§ **Task to complete**
Can you return every line of the records that contains the word "Indicate", counting only matches in the same case?

§ **Material supplied**

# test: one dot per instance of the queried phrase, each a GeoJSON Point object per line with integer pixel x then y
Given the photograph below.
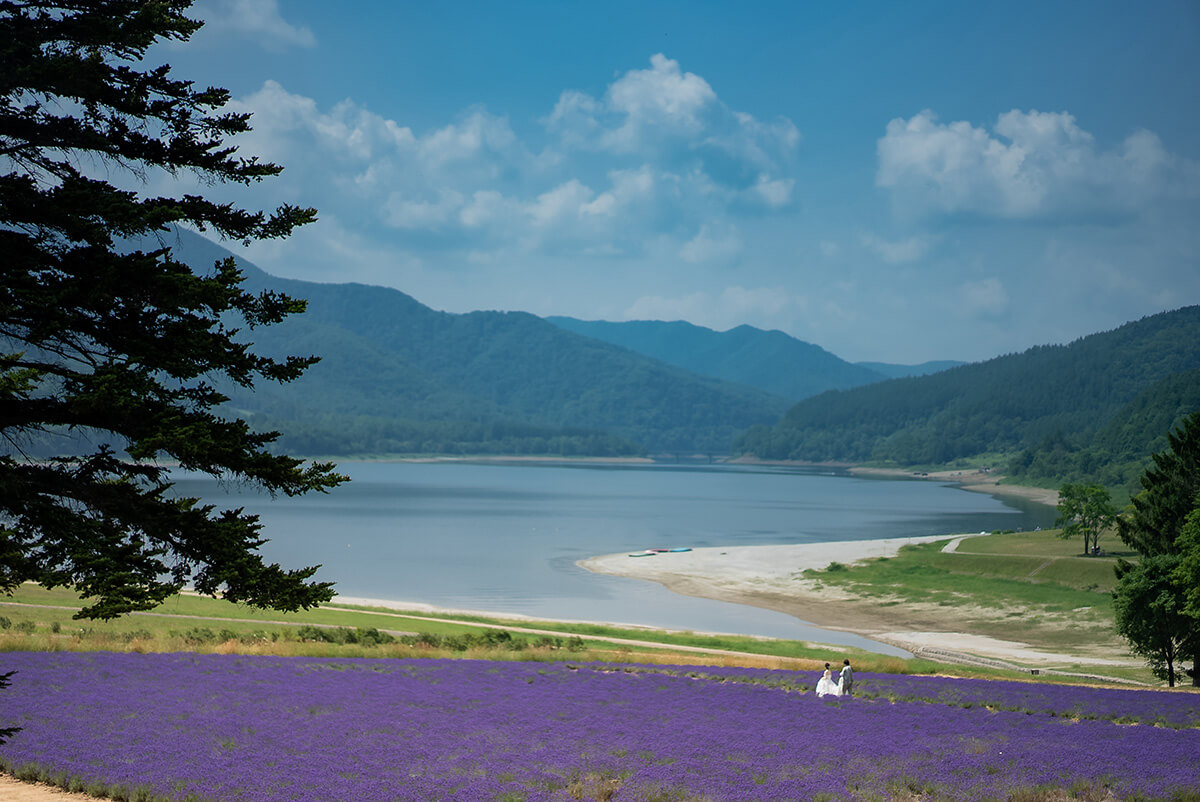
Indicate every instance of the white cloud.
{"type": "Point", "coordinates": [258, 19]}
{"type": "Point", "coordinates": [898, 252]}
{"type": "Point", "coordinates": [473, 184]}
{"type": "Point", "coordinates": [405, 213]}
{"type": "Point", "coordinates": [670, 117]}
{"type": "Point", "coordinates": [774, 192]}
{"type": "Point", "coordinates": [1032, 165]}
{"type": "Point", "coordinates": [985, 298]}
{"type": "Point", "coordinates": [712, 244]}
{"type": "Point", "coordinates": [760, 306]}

...

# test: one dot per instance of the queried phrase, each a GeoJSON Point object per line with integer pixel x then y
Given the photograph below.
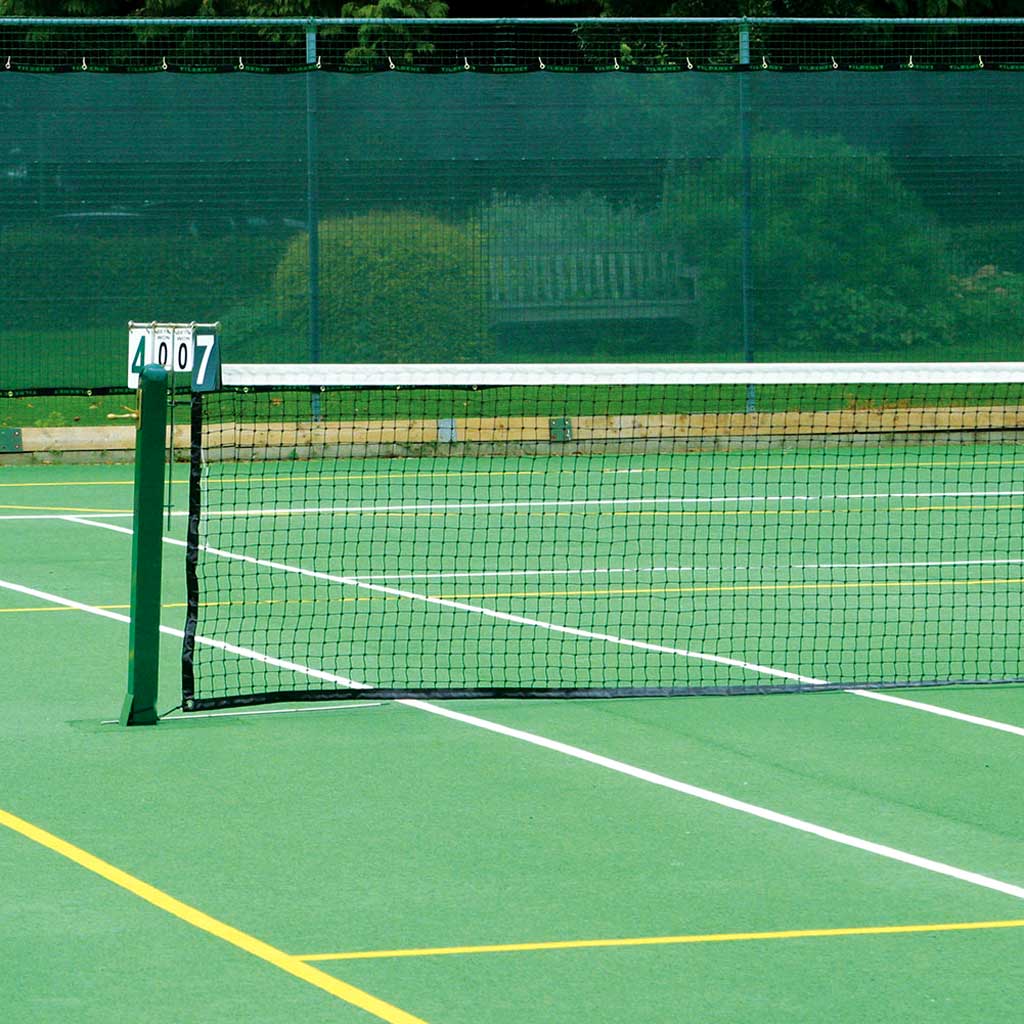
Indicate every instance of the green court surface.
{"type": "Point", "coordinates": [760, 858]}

§ **Response for this exercise**
Indicate every instance of the white cloud.
Indicate every instance of the green court surface.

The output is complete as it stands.